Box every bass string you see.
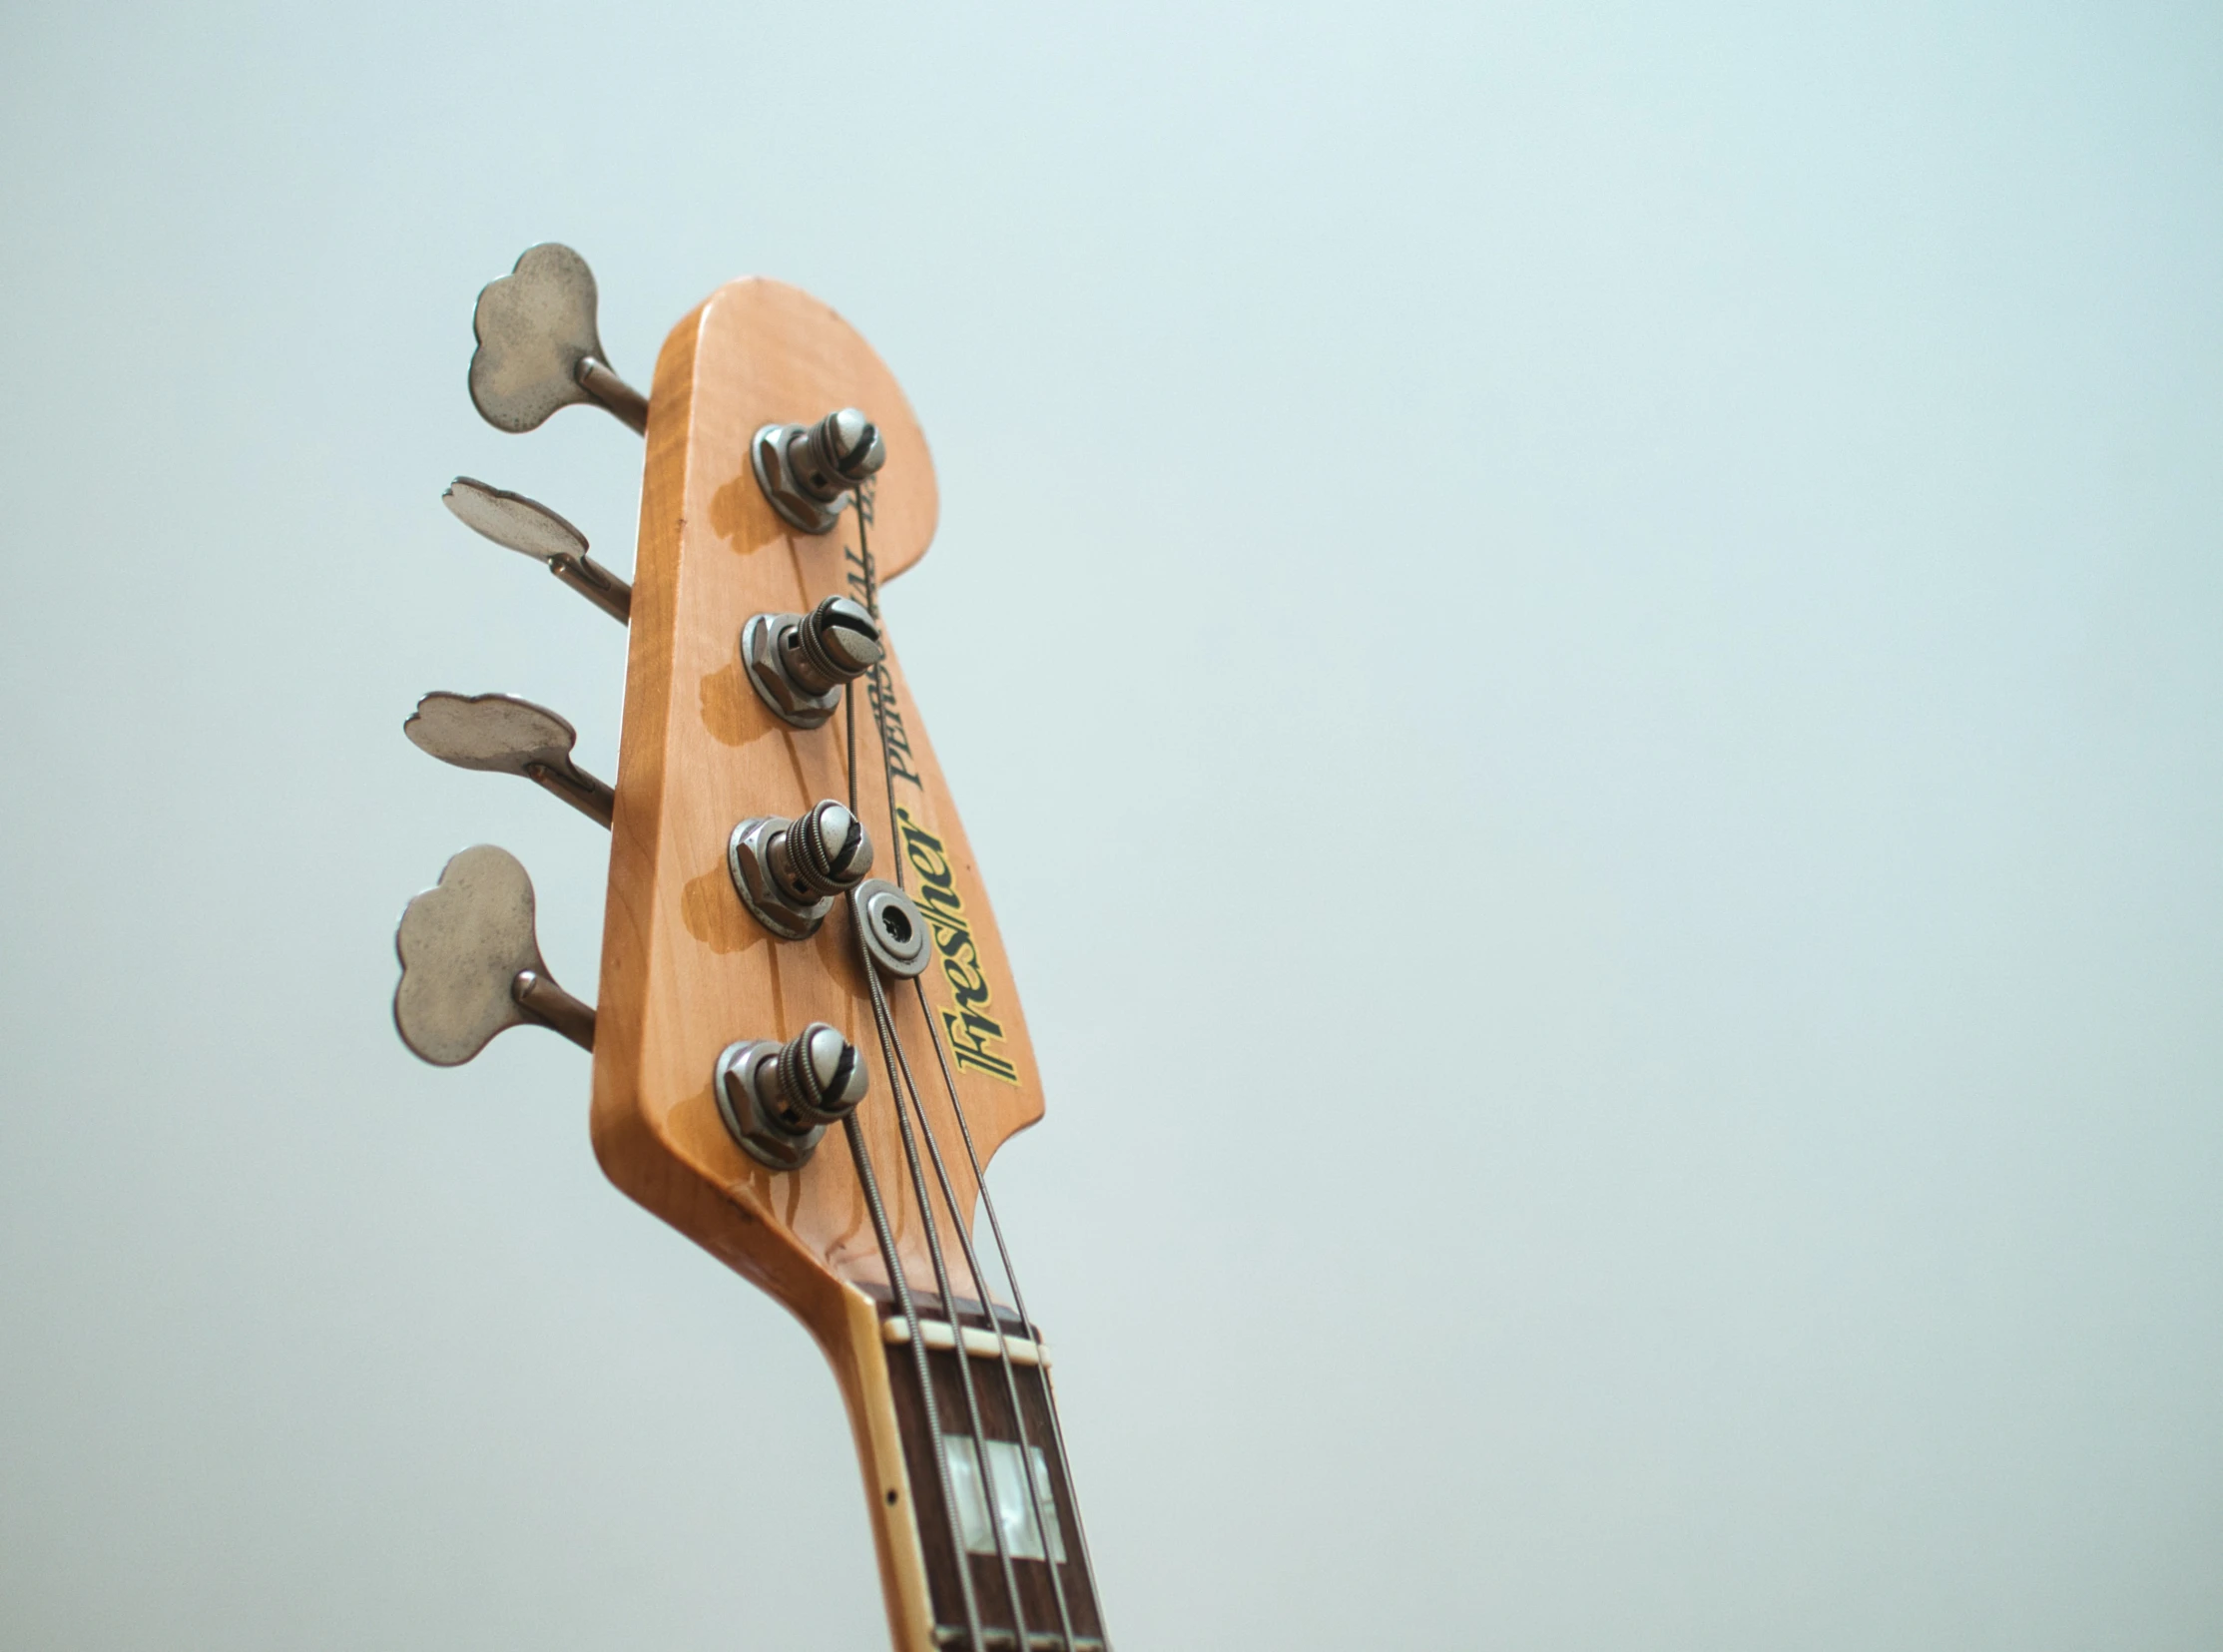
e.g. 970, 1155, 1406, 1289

==

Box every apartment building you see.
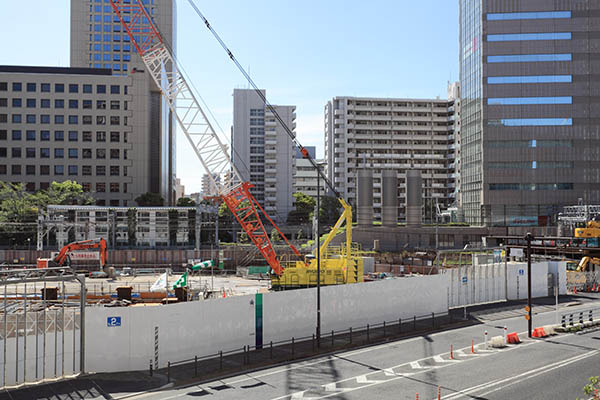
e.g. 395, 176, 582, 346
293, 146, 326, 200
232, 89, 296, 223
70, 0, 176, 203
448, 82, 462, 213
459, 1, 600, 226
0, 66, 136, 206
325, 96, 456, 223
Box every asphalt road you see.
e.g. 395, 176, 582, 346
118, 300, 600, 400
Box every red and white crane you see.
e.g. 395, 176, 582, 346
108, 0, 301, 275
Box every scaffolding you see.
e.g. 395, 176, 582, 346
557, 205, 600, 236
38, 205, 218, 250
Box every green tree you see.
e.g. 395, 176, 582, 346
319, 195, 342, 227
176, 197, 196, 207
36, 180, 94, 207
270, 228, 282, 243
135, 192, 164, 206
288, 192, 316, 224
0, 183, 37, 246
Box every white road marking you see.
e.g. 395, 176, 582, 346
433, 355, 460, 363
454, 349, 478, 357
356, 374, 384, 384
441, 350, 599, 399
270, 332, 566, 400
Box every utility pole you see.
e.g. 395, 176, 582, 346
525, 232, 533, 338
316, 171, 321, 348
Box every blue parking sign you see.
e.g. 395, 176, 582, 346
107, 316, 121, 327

--

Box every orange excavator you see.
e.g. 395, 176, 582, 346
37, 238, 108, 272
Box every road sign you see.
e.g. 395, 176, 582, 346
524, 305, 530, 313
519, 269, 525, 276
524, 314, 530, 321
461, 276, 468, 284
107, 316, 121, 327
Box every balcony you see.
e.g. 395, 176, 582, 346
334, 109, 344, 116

_ABOUT THIS TASK:_
Within the entries above, give again exactly the lines starting at the one that contains "Box every bass string you see." and ending at the one that contains "e.g. 970, 1155, 1406, 1289", leaving out the pictures.

_RESPONSE TO THE EXERCISE:_
Box every bass string you see.
e.g. 970, 1155, 1406, 1289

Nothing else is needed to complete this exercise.